* _Information provided_
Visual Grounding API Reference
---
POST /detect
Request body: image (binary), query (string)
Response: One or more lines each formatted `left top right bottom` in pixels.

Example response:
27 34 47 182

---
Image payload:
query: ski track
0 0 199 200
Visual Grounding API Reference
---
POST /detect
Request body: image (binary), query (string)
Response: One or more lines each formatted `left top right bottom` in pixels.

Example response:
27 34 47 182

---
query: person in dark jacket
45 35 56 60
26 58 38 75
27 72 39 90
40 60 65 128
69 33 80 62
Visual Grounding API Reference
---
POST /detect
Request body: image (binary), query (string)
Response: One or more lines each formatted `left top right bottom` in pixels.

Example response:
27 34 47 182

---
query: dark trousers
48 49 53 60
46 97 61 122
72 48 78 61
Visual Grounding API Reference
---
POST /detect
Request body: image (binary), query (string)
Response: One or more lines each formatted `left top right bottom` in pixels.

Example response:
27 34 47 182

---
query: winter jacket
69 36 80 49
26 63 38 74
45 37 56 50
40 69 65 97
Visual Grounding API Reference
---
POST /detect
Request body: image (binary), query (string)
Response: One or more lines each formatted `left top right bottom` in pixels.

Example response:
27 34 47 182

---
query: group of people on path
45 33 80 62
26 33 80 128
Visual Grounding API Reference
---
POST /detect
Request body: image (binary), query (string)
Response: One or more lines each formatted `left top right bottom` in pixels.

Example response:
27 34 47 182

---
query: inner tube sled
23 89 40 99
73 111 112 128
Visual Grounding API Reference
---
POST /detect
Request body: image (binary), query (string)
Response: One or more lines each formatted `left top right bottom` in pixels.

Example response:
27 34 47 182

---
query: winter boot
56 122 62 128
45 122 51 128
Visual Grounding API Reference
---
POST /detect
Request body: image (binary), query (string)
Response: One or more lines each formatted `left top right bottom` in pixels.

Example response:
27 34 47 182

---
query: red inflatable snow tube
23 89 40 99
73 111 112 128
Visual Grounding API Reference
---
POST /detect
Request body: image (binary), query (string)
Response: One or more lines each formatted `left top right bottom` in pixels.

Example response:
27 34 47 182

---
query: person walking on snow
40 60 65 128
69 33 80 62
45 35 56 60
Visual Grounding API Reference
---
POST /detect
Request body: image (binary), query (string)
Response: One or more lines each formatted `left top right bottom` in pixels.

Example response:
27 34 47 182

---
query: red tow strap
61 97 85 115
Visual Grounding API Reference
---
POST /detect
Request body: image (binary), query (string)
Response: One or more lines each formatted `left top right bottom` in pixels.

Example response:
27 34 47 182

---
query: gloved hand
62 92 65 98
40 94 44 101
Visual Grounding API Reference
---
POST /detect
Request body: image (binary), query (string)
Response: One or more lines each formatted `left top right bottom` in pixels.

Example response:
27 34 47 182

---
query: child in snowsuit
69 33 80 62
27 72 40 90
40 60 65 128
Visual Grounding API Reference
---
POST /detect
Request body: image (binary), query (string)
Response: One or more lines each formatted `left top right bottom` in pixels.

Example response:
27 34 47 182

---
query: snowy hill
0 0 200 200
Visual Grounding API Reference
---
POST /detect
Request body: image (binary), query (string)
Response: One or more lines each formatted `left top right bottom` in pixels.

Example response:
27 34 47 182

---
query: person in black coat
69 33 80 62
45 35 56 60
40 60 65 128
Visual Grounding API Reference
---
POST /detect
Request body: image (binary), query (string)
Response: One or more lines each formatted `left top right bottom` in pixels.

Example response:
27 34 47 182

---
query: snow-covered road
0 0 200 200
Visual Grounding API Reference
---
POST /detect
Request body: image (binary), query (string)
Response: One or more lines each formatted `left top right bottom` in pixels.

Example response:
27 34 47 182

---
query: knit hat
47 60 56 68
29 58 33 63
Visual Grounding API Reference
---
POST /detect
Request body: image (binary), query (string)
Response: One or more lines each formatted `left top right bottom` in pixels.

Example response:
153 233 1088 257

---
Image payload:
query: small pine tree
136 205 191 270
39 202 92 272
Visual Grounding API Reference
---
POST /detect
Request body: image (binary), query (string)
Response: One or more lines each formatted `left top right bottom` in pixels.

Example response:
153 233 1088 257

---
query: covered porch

* _What the exercise asks_
Rewrite the data above with every "Example response" changed to "Sample response", leaving everything else untouched.

* _Response_
Visual Grounding API Reference
---
POST /detect
Request body: image (binary), query (string)
Response: One or more lines each formatted `left top right bottom` in pixels.

Sample response:
27 34 47 182

---
Image payload:
query: ski track
0 0 199 200
Visual Grounding API Reference
---
POST /detect
Request body: image (binary), query (string)
Response: One or more lines each formatted `left top right bottom` in pixels.

Sample response:
27 34 47 182

---
query: person in dark jacket
45 35 56 60
26 58 38 75
27 72 39 90
40 60 65 128
69 33 80 62
Visual Grounding API Reference
---
POST /detect
Request body: image (binary), query (string)
Response: One or more lines each formatted `left top right bottom` in pixels.

Sample response:
27 34 47 182

---
query: dark trousers
48 49 53 60
46 97 61 122
72 48 78 61
Visual Grounding API Reference
---
POST /detect
Request body: image (binary), query (string)
Response: One or more lines each formatted `left top right bottom` in pixels.

Sample response:
27 34 47 182

---
query: winter jacket
69 36 80 49
26 63 38 74
45 37 56 50
40 69 65 97
Visual Grounding API Reference
---
POST /detect
Request body: image (binary), query (string)
Response: One or more lines each formatted `left top right bottom` in pixels.

Sample response:
27 34 47 182

---
query: group of people on path
45 33 80 62
26 33 80 128
Visual Grounding API Reference
---
POST /detect
Request body: image (binary), query (string)
Response: One or more lines each formatted `left top right bottom` in pixels.

Sample response:
27 34 47 182

---
query: inner tube sled
23 89 40 99
73 111 112 128
Visual Grounding API Reference
---
POST /detect
Request body: image (binary), query (string)
Response: One or more lines each formatted `left top right bottom` in pixels.

Sample response:
27 34 47 182

---
query: winter boot
56 122 62 128
45 122 51 128
Visual Grounding API Reference
---
POST /detect
Request body: image (binary), query (string)
Response: One or more lines each formatted `left top right bottom` in pixels.

Sample response:
27 34 47 182

---
query: red inflatable snow tube
23 89 40 99
73 111 112 128
Visual Grounding API Reference
---
POST /detect
Request body: image (binary), query (string)
Response: One or more lines each formatted `left top right bottom` in pixels.

Sample response:
27 34 47 182

---
query: person walking on snow
40 60 65 128
69 33 80 62
45 35 56 60
Visual Grounding API Reference
---
POST /detect
Request body: image (binary), query (string)
Response: One or more lines each formatted `left top right bottom` in pixels.

Sample response:
27 34 47 182

---
query: red tow strap
61 97 85 115
Visual Grounding API Reference
---
POST /detect
Request body: image (binary), query (string)
Response: One or more lines each formatted `left top right bottom` in pixels.

Sample response:
27 34 47 182

---
query: gloved hand
62 92 65 98
40 94 44 101
Visual Grounding API Reference
---
POST /detect
Request body: image (binary), query (string)
Response: One or more lines each formatted `left top right bottom` in pixels.

Sample response:
27 34 47 182

---
query: child in snowsuit
69 33 80 62
27 72 40 90
40 60 65 128
Visual Grounding API Reference
---
POST /detect
Request body: image (binary), query (string)
Response: One or more lines each formatted `left top right bottom` in pixels.

Sample response:
27 34 47 182

---
query: snowy hill
0 0 200 200
Visual Grounding API Reference
---
POST /detect
Request body: image (binary), query (string)
Response: One or more lines each formatted `left top right bottom` in pixels.

Sample response:
27 34 47 182

---
query: person in black coat
69 33 80 62
45 35 56 60
40 60 65 128
Visual Grounding API Reference
---
POST /detect
Request body: image (binary), query (string)
Response: One or more lines each formatted `left top right bottom` in pixels.

Sample response:
27 34 47 182

---
query: snow-covered road
0 0 200 200
Visual Grounding API Reference
---
POST /detect
Request body: image (binary), query (string)
Response: One or more lines each formatted `left top right bottom` in pixels.

Sample response:
27 34 47 182

---
query: knit hat
47 60 56 68
29 58 33 63
Visual Grounding API Reference
---
POST /detect
Request body: image (binary), query (string)
Response: One or more lines each formatted `left top right bottom` in pixels.

Sample response:
153 233 1088 257

---
Image payload:
query: small pine tree
136 205 191 270
39 202 92 272
Visual Grounding API Reference
---
POST /detect
Request body: image (binary), query (string)
Response: One or more lines each formatted `left top right bottom` in pixels.

Sample response:
153 233 1088 257

---
query: covered porch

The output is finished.